#### DATA UNDER STUDY:

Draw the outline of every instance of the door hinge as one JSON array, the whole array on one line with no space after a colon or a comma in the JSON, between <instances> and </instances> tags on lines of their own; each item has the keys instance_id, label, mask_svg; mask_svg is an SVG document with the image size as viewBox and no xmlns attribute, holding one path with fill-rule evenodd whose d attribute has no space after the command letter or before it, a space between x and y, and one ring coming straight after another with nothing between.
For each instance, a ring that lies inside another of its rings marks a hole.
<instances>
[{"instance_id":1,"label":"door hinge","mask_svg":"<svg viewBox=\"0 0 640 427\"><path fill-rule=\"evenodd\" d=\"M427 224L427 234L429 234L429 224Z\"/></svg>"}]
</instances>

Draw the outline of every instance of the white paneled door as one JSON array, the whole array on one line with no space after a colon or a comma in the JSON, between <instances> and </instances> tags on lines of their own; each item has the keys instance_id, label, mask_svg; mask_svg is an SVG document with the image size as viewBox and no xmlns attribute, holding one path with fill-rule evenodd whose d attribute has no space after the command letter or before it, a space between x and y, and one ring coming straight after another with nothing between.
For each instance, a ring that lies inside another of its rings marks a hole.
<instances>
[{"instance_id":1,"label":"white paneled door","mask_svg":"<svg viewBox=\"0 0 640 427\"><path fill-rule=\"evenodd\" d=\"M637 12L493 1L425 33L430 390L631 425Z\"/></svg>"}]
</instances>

#### TASK DESCRIPTION:
All lines in the records above that contain "straight" are to be reported.

#### ANSWER SPACE:
Draw the outline of every instance of the door hinge as one JSON array, the whole array on one line with no space after a colon or a comma in the JSON, between <instances> and </instances> tags on lines of their own; each item has the keys instance_id, label, mask_svg; mask_svg is an SVG document with the image size as viewBox and no xmlns attribute, holding one path with fill-rule evenodd whose d attribute has no space after the command letter or before it, a space between x and y, and one ring coming straight after another with nothing between.
Draw the outline of every instance of the white paneled door as one JSON array, the whole array on one line with no space after a colon or a comma in the JSON, between <instances> and </instances> tags on lines of their own; each item has the keys instance_id, label, mask_svg; mask_svg is an SVG document with the image size as viewBox and no xmlns attribute, holding one path with fill-rule evenodd whose d attribute has no space after the command letter or before it, a space between x and y, and one ring coming straight after another with nothing between.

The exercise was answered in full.